» **Trecho**:
+-------+

MESA 4 – PRODUÇÃO E POLÍTICAS PARA AS ARTES
Mediadora: Ester Moreira, diretora do Centro de Programas Integrados – Cepin/Funarte
Na conferência A trajetória da Associação VSA do Brasil e o Programa Arte sem barreiras– 1990-2004, o sociólogo – especializado em acessibilidade cultural na UFRJ, em Gestão Cultural na UNB e em Movimentos Sociais na UFMG – e jornalista André Andries, contou a história do Arte sem barreiras e de sua experiência de dez anos como coordenador do programa. Fundada em 1988, por Albertina Brasil, então diretora executiva da Funarte, e Ritamaria Aguiar, a iniciativa teve como objetivo valorizar o artista com deficiência e mostrar que por meio da música, do teatro, das artes plásticas, da literatura e da dança é possível “resgatar o pleno potencial humano e produzir meios de interação”* entre as pessoas com deficiência e os demais cidadãos. André prestou reconhecimento ao pioneirismo de Albertina e lembrou a importância da Associação Very Special Arts Brasil (VSA) fundada pela assistente social, pós-graduada nos EUA em Administração de Programas Sociais e Lideranças Comunitárias. Em 1954, ela fundou a Faculdade de Serviço Social de Sergipe, que dirigiu, até 1959, e onde organizou festivais de artes e iniciou uma rede de troca de informações culturais e circulação de projetos. “Assim, criou o primeiro departamento de assuntos culturais universitários, modelo que se multiplicou” sublinhou o palestrante. Albertina ampliou essa ação, como vice-presidente do Conselho Estadual de Cultura de Sergipe e como diretora da Faculdade de Serviço Social da Universidade Federal de Juiz de Fora – mesmo assediada pelo regime militar.

+-------+

(Registros de pontos rotulados)
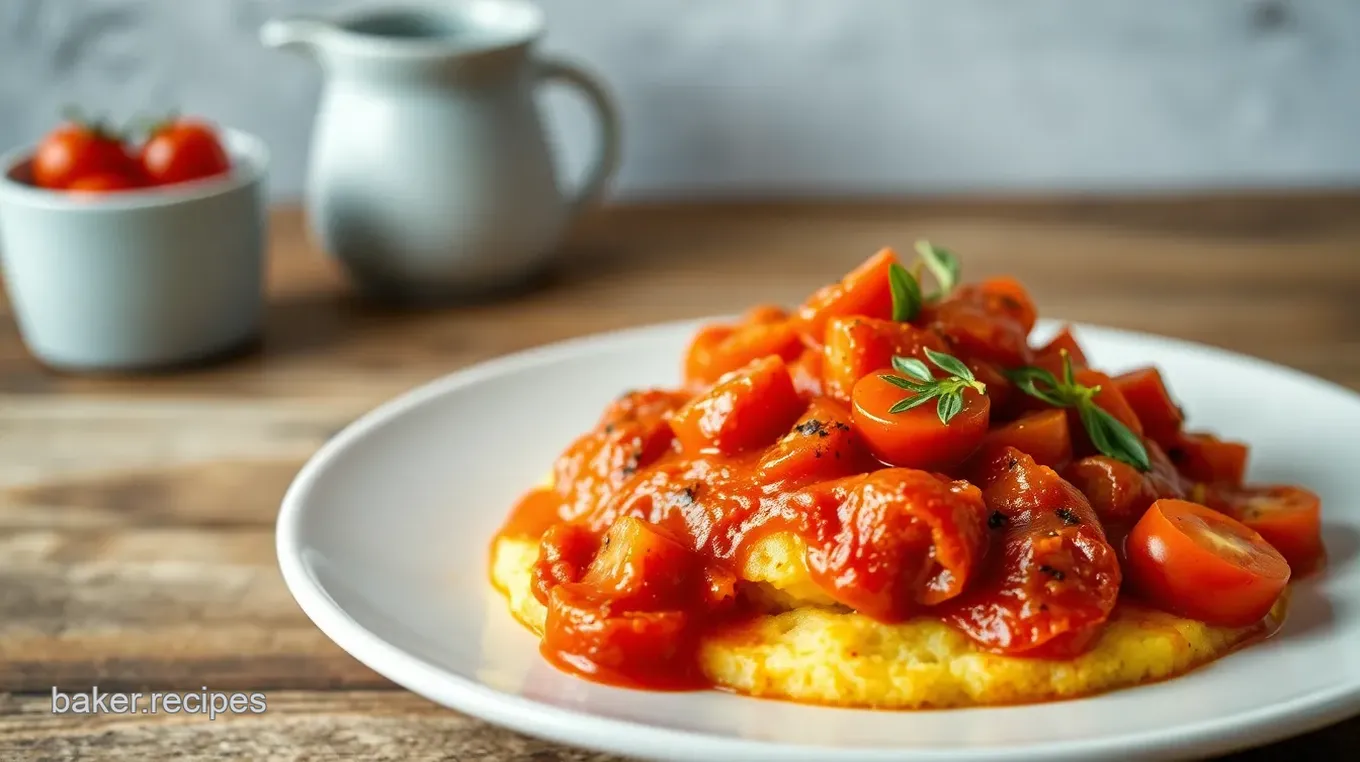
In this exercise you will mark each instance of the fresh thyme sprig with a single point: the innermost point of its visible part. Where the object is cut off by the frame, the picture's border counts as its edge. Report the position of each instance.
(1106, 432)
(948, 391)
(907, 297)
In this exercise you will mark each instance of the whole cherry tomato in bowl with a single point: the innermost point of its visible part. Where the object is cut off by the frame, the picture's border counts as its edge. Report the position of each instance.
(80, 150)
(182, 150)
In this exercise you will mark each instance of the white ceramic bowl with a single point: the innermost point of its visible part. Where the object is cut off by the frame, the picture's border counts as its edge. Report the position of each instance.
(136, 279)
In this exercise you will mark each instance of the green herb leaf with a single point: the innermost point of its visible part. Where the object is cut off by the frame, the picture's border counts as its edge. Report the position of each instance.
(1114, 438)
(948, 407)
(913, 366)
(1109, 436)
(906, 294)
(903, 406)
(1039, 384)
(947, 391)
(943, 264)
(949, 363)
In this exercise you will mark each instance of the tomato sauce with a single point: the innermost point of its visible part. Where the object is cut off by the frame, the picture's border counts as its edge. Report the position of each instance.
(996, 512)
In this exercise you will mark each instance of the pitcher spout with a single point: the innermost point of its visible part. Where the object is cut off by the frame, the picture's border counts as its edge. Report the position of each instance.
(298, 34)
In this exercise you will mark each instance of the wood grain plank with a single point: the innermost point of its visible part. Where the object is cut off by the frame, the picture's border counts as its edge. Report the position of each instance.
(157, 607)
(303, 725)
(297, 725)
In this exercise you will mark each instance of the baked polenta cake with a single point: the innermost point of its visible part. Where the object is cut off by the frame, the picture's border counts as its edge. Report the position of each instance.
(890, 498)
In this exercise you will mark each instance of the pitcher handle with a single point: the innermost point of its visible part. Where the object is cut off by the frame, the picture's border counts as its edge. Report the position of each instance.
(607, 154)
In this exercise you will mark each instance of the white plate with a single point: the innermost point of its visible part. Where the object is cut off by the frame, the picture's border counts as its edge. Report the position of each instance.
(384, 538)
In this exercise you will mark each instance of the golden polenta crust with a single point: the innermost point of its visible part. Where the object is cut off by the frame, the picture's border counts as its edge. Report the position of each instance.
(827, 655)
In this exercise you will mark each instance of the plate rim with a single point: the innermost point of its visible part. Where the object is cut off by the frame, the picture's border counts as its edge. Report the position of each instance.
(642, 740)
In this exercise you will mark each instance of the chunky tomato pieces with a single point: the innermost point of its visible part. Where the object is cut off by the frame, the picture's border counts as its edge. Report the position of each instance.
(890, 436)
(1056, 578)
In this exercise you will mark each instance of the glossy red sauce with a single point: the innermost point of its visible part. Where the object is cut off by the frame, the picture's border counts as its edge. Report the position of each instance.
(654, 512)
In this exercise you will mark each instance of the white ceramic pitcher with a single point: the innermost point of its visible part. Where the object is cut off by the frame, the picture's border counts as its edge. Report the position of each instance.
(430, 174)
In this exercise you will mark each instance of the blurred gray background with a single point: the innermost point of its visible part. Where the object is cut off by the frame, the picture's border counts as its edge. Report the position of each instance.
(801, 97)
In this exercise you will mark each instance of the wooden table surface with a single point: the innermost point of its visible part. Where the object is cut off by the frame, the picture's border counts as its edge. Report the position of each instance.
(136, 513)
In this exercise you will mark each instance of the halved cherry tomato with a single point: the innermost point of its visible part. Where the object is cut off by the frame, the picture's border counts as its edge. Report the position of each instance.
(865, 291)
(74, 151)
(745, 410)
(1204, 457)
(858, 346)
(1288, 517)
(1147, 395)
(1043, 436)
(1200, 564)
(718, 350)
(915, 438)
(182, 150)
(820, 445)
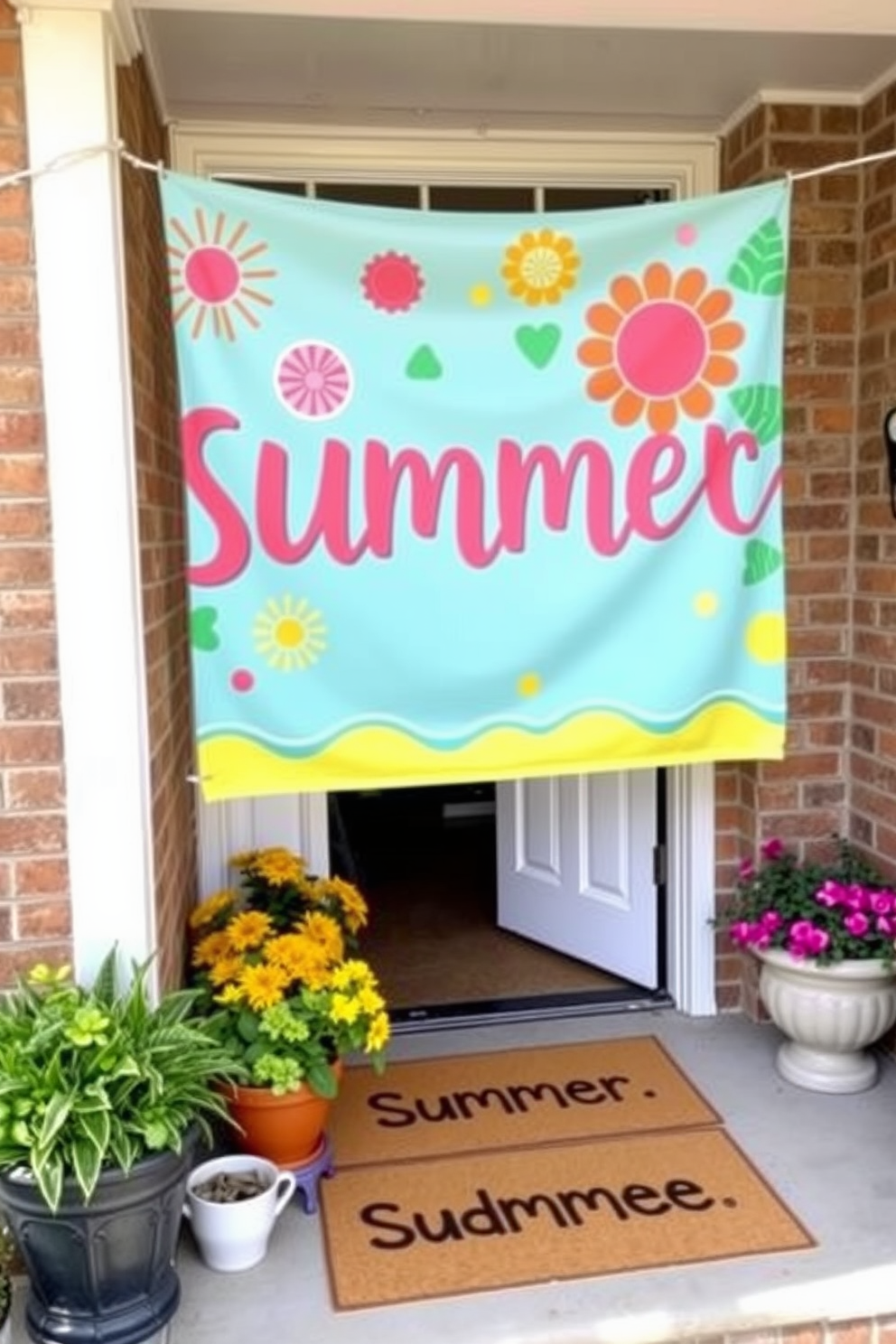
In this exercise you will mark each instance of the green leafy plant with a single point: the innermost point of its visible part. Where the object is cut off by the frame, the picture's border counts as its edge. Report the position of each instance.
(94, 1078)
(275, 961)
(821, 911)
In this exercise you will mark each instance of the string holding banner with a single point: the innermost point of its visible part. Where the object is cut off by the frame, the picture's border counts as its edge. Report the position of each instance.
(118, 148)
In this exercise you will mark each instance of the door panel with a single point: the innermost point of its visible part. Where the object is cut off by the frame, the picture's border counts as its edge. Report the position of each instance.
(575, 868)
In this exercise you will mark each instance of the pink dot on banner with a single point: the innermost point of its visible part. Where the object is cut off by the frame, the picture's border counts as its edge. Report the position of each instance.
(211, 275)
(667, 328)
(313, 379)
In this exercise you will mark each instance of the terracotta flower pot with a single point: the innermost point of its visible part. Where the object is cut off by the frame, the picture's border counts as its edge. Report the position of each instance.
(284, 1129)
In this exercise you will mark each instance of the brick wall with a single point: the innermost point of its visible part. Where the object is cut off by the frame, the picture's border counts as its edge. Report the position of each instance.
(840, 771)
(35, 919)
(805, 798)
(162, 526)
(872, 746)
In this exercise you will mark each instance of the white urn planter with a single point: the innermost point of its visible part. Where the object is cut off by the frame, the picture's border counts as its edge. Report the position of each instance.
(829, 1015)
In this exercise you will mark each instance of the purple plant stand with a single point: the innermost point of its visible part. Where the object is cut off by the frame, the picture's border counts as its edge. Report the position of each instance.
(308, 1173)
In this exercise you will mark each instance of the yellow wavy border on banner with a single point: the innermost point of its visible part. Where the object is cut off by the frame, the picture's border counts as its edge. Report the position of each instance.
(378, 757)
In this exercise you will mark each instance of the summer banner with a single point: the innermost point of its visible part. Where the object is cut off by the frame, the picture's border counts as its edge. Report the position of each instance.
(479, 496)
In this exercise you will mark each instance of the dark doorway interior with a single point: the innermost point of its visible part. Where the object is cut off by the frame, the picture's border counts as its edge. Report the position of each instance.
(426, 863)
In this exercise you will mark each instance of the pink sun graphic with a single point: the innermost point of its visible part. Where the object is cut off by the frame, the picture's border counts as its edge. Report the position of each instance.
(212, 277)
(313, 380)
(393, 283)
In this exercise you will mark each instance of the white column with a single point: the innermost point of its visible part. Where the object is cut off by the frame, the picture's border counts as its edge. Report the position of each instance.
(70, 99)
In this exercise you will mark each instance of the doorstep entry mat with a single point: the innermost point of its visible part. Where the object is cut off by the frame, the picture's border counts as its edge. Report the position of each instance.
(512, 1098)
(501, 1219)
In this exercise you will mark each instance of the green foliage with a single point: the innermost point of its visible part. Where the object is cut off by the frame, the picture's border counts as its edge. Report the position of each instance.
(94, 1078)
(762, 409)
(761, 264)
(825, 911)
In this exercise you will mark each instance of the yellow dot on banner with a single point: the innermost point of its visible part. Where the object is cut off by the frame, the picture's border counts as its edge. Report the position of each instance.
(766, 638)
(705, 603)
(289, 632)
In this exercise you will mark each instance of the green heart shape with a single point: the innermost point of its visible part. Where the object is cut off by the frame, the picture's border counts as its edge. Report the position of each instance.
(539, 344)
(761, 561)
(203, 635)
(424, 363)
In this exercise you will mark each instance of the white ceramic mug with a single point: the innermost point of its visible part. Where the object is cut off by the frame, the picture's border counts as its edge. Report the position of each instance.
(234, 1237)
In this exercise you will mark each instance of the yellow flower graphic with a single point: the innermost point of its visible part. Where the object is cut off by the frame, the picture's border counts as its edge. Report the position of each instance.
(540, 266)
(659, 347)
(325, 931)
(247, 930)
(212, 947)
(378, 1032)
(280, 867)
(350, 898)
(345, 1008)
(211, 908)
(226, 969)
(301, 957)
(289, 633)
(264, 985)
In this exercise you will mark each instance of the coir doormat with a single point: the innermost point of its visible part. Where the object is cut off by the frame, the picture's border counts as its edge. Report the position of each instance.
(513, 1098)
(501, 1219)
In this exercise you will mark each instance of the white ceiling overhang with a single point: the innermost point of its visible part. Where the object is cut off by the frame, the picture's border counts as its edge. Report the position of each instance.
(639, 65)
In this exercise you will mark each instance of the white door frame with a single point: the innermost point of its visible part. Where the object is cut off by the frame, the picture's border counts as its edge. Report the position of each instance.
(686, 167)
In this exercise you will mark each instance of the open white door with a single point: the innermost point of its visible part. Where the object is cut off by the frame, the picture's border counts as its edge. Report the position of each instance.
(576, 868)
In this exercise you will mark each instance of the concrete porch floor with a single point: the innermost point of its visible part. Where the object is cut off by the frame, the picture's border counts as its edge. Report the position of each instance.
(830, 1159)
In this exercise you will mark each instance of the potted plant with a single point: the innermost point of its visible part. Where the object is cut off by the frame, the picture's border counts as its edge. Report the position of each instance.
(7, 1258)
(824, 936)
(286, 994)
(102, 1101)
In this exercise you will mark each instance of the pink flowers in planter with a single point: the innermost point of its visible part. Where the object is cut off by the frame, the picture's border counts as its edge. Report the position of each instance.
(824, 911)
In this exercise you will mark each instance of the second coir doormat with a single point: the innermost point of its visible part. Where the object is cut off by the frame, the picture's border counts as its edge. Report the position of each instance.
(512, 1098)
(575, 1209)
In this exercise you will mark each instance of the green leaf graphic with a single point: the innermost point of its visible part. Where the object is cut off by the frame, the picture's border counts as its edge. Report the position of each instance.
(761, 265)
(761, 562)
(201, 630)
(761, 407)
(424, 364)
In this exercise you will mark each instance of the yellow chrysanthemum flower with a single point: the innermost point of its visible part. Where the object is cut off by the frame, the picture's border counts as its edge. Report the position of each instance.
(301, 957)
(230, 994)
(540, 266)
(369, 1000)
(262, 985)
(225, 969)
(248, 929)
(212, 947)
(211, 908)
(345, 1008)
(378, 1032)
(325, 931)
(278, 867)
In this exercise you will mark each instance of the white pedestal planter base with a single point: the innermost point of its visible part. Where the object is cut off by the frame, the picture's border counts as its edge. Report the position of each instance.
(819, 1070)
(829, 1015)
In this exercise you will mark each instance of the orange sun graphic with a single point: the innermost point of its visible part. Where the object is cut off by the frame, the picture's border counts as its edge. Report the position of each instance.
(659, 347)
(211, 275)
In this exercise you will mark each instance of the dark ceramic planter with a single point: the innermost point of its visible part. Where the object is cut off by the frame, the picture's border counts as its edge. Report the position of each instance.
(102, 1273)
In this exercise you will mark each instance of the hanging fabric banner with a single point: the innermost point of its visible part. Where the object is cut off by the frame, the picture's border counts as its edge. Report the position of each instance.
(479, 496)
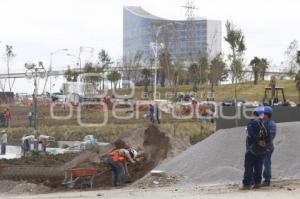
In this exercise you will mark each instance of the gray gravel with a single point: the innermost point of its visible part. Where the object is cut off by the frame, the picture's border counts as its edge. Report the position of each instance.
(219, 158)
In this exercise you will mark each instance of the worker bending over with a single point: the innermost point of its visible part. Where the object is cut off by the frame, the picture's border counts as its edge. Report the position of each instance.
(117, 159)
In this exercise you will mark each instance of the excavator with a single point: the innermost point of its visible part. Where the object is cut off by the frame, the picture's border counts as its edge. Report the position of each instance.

+-------+

» **Exercício escrito 1**: Enumere todas as linguagens artísticas que o trecho sobre o programa Arte sem barreiras cita como meios de valorizar o artista com deficiência.
» **Exercício escrito 2**: Reescreva os registros desde a linha que contém "In this exercise you will mark each instance of the gray" até o fim dos registros, ambas as pontas incluídas, trocando "excavator" por "crane" e mantendo todo o resto inalterado.
O texto e os registros não têm nenhuma relação entre si.

» **Resolução comentada 1**: Música, teatro, artes plásticas, literatura e dança.

» **Resolução comentada 2**:
In this exercise you will mark each instance of the gray gravel with a single point: the innermost point of its visible part. Where the object is cut off by the frame, the picture's border counts as its edge. Report the position of each instance.
(219, 158)
In this exercise you will mark each instance of the worker bending over with a single point: the innermost point of its visible part. Where the object is cut off by the frame, the picture's border counts as its edge. Report the position of each instance.
(117, 159)
In this exercise you will mark each instance of the crane with a single point: the innermost point of its visible part. Where the object is cut off by the frame, the picture's border counts as its edge. Report the position of each instance.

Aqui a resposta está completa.